Lipton: The current market notwithstanding, we think every financial institution will face decades of disruption from both existing competitors and new fintech entrants; investors may expect dispersion and volatility to remain for some time.

The reason for this is that the global economy has been over-served with stimulus, and central bankers globally are now making adjustments. Fintech was at the epicentre of a move to low interest rates, unprecedented stimulus and wild valuations.

In fact, there were over 200 fintech IPOs in the last 24 months, with share prices down over 50 per cent on average from last year. While that may look enticing to many, I think the party is over, because general projections miscalculate the challenges of financing and credit costs for many fintechs. As financial services specialists, we search intently for the intersection of incumbent weakness and entrants with strong models; and I believe amazing financial change is right in front of us, but having the right bottom-up company calls is key to success. Going forward, there will be a greater emphasis on businesses with moats and winning unit economics.

+ + + + + + +

→ TASKS TO PERFORM
1 – Decide whether each statement agrees with the fintech passage, answering yes or no and quoting the words that settle it: (a) More than 200 fintech IPOs took place in the last 24 months. (b) Fintech share prices have risen on average since last year. (c) The speaker thinks the party is over.
2 – According to the fintech passage, what kind of businesses will receive greater emphasis going forward?
3 – Extend the fintech passage, picking up right after its final sentence.
The data stored here play no part in this work.

Stored records:
+ + + + + + +

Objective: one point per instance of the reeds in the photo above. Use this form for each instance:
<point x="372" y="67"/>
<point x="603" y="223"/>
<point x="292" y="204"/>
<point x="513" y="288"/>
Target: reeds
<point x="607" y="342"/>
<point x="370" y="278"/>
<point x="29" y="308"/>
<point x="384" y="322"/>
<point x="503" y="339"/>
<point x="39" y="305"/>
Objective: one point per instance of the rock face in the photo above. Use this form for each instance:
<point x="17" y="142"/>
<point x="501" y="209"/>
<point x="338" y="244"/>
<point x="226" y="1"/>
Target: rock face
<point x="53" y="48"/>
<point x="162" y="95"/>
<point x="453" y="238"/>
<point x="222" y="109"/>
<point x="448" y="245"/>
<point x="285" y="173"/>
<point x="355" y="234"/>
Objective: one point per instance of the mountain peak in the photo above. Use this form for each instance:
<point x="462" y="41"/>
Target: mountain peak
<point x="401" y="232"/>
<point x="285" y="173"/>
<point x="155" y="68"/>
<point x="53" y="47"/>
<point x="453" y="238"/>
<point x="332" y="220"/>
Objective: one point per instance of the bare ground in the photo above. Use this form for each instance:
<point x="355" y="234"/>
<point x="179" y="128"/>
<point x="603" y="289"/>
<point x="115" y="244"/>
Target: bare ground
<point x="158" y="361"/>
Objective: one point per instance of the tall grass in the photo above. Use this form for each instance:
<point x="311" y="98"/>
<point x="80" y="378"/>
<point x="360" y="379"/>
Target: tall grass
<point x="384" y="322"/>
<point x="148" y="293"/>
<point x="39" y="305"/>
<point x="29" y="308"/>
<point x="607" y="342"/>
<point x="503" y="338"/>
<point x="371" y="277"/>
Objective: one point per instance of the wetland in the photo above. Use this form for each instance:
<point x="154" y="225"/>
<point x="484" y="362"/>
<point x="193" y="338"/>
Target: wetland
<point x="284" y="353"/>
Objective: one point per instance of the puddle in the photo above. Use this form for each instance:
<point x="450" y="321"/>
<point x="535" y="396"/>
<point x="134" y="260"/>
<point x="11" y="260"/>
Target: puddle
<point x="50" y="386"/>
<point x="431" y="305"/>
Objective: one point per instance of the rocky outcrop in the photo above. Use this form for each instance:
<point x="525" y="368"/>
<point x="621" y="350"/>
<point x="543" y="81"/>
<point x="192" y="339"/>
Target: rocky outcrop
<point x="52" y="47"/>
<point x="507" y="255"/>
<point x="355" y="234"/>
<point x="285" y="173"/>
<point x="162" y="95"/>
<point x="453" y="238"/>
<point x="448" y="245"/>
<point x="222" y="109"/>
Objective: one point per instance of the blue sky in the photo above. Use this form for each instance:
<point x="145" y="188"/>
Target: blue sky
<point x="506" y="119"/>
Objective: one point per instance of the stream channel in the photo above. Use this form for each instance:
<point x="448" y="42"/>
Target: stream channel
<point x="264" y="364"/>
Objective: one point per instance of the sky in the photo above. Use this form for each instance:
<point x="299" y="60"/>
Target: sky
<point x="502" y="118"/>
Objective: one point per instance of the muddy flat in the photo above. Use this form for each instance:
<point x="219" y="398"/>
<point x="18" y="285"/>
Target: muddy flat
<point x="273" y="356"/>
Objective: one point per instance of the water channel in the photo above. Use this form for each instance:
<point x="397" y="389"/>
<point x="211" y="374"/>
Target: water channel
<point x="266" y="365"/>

+ + + + + + +

→ RESPONSES
1 –
(a) Yes: "there were over 200 fintech IPOs in the last 24 months"
(b) No: "with share prices down over 50 per cent on average from last year"
(c) Yes: "I think the party is over"

2 – Businesses with moats and winning unit economics.

3 –
There are a couple of areas to watch:

  • The new environment is one where long/short stock picking is potentially beneficial. We are now seeing companies in the payments and challenger bank space with entry points back at 2018 levels, despite the business being 3-5 times larger. There are also compelling short opportunities as well - companies with poor fundamentals that may burn through their liquidity in the next 12-24 months amid a difficult capital markets environment.  
  • In the private markets, embedded finance infrastructure and platforms are of interest, whereby financial services will become more intuitive and ingrained in our daily workflow, prevalent across every main street business. Owners can manage their checking account and loans in the same application they order inventory and manage payroll. Similarly, consumers can shop, save, borrow and pay on single applications. 

Nicholson: Success will require more than hiring some people and telling everyone to get to work with the tech. To be successful, each firm faces a similar but distinct challenge: discovering how to best integrate new technologies with their human talent pool given their unique objectives, skills and experience.

No-code and low-code will redefine application development and are particularly attractive. No-code development platforms, and their close relation low-code platforms, allow programmers and general users to develop applications through graphical user interfaces and configurations (for example, drag-and-drop) instead of traditional computer programming. This opens up great synergies for traditional investors to share skills and enhance traditional methods to cater for the huge increase in data and scale required.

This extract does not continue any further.